PROBLEM
Pick out each line in the entries below that contains the word "dress" and copy those lines.

LISTED ENTRIES
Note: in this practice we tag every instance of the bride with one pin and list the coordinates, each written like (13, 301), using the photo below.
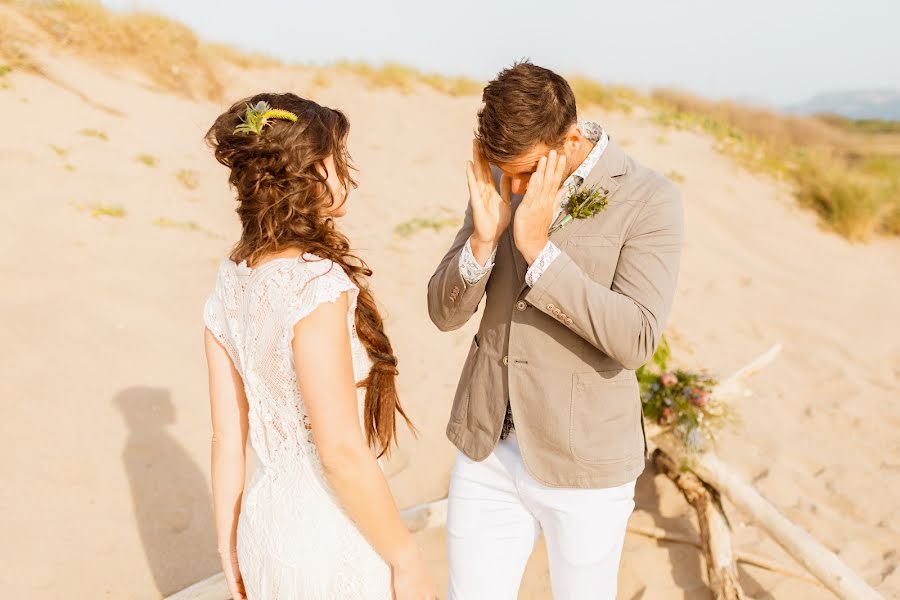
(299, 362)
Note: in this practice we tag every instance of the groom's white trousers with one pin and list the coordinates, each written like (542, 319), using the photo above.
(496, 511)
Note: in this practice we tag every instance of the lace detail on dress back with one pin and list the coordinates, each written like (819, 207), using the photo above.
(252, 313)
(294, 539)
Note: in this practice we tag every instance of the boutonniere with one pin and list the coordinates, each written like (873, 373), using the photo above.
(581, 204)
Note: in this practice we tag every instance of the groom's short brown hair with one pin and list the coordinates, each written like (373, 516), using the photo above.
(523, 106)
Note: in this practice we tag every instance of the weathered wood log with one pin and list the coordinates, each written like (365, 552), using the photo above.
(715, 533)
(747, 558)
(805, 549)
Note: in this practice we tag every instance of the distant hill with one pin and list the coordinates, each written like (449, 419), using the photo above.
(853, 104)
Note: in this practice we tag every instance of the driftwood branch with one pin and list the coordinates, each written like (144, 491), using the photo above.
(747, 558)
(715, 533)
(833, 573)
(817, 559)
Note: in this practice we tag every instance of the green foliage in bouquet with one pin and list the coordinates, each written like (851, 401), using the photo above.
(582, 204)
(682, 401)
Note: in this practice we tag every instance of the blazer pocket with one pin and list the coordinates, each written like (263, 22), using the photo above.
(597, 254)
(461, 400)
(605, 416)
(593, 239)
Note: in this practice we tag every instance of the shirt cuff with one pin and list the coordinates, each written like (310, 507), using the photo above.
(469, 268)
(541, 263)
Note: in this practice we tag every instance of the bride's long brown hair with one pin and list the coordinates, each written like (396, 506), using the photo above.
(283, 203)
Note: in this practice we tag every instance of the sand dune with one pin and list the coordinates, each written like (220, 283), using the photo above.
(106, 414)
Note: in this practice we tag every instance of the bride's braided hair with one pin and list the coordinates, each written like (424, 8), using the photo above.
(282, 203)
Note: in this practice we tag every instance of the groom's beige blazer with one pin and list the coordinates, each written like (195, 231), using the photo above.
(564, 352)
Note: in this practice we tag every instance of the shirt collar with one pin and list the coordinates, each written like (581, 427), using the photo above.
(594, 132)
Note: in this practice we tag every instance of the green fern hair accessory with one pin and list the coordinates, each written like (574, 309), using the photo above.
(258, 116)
==
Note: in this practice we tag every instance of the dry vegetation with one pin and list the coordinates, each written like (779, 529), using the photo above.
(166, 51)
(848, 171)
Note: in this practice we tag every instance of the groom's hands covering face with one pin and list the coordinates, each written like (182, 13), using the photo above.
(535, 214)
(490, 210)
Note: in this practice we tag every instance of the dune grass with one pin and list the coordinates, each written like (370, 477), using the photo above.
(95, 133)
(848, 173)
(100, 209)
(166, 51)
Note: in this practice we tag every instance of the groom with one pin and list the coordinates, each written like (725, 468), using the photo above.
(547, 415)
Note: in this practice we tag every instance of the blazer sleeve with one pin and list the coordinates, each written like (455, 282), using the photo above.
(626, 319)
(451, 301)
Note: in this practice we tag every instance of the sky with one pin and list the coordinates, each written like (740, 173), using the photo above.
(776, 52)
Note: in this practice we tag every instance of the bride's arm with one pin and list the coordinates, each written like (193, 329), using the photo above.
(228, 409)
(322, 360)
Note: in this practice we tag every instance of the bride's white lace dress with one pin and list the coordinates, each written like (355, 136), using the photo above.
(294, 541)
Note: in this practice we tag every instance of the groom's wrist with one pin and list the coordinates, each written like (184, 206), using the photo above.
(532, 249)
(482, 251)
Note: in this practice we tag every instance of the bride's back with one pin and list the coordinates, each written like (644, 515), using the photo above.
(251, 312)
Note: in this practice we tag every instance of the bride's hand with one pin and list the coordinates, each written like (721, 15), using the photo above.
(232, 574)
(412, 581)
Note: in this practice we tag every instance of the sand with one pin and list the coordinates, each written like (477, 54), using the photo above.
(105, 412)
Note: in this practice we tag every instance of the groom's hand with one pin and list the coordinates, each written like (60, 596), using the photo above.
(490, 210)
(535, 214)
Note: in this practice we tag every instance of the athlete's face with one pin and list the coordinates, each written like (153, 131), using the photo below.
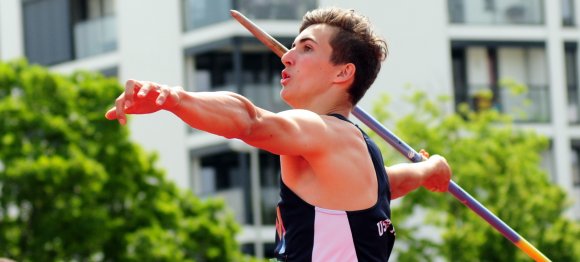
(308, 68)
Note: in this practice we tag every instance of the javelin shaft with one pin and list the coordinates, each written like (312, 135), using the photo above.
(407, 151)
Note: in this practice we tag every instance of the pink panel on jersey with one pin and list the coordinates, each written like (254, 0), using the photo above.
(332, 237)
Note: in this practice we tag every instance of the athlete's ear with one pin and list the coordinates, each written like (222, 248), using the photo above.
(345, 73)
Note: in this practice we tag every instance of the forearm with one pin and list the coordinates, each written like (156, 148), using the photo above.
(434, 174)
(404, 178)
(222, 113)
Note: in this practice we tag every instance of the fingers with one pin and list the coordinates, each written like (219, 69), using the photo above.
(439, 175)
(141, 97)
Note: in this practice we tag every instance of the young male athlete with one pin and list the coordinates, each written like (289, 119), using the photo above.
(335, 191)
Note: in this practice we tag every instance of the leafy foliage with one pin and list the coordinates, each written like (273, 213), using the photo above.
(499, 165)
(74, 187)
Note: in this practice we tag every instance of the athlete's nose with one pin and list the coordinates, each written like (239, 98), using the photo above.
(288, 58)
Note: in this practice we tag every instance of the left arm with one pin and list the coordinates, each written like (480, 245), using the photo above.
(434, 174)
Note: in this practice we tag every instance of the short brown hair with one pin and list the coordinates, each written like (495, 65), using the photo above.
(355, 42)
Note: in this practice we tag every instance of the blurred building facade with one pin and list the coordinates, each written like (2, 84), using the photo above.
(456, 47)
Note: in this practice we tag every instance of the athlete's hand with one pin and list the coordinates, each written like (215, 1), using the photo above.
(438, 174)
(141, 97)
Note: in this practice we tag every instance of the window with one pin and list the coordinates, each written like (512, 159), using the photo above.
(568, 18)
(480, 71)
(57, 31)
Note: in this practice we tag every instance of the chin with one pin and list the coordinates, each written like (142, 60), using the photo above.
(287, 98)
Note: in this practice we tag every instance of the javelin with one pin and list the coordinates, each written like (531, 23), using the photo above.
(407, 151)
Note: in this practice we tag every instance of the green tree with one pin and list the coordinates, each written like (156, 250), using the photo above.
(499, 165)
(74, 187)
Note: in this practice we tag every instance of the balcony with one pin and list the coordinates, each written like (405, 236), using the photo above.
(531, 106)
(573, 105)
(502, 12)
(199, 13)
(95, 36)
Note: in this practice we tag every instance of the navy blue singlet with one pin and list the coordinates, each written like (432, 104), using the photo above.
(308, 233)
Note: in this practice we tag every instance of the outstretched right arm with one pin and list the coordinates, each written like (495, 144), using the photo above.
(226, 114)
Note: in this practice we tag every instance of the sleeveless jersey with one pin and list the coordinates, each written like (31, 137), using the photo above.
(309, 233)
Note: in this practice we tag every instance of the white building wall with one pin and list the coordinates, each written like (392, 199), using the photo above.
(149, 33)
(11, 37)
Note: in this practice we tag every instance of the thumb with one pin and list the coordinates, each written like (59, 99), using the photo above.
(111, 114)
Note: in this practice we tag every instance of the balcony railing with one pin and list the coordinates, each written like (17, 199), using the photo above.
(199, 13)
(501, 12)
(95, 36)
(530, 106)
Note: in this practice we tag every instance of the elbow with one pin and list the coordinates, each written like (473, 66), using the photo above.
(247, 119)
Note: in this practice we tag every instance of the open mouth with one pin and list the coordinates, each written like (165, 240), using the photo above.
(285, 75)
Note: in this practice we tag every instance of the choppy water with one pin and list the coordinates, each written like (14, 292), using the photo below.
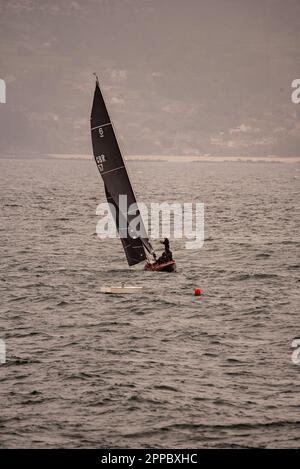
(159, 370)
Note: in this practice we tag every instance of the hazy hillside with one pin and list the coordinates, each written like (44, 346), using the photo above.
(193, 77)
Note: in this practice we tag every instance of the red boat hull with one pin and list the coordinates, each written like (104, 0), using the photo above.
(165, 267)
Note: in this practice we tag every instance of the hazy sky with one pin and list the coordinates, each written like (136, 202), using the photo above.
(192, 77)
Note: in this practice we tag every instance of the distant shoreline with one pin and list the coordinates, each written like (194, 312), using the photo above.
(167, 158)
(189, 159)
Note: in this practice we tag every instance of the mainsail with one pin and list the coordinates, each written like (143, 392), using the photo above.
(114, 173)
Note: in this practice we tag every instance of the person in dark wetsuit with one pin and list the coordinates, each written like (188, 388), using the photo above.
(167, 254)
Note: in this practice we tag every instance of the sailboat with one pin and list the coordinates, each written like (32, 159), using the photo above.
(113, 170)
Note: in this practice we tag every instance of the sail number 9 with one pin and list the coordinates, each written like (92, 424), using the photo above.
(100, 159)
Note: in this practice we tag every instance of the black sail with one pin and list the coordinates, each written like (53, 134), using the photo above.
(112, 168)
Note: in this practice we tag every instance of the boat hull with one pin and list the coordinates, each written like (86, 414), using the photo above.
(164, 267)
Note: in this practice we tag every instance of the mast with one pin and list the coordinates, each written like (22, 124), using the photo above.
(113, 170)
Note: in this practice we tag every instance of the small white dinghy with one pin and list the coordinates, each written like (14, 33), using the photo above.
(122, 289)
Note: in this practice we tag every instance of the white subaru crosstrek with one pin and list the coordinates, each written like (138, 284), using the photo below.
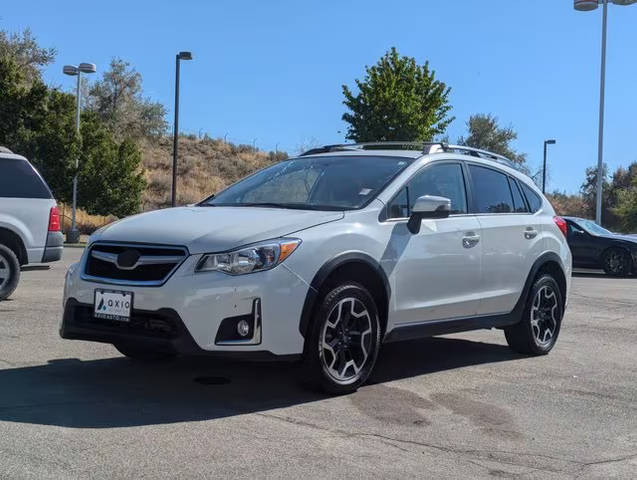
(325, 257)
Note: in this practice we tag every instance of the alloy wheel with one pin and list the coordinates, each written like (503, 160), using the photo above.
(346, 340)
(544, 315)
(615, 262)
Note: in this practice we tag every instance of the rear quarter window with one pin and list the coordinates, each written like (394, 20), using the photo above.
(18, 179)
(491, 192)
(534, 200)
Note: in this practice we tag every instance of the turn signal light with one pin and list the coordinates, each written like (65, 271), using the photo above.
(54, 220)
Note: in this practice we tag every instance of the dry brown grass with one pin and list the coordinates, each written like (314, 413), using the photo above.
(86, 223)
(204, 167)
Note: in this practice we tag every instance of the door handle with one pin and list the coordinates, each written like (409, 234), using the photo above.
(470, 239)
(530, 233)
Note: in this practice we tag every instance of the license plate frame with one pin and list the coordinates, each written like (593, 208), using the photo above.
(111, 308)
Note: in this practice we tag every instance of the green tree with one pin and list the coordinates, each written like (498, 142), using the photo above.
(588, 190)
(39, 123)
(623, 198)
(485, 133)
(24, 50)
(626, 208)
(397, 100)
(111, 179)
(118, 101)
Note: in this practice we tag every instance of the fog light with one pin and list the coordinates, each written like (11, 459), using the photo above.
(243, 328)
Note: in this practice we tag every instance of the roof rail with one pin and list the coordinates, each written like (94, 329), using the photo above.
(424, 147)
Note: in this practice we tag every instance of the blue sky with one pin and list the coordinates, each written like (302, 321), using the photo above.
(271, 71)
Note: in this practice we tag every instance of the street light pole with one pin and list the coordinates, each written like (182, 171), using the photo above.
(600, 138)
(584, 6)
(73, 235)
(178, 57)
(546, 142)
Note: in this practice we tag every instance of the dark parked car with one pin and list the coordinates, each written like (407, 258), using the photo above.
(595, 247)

RESULT BELOW
Note: in this practice we tag every instance of the lace detail on dress back with one pin and list the coordinates, each written like (819, 207), using the photo above.
Note: in this practice we tag every instance of the bride's white lace dress with one pin and list the coordinates, each written like (355, 136), using the photo above.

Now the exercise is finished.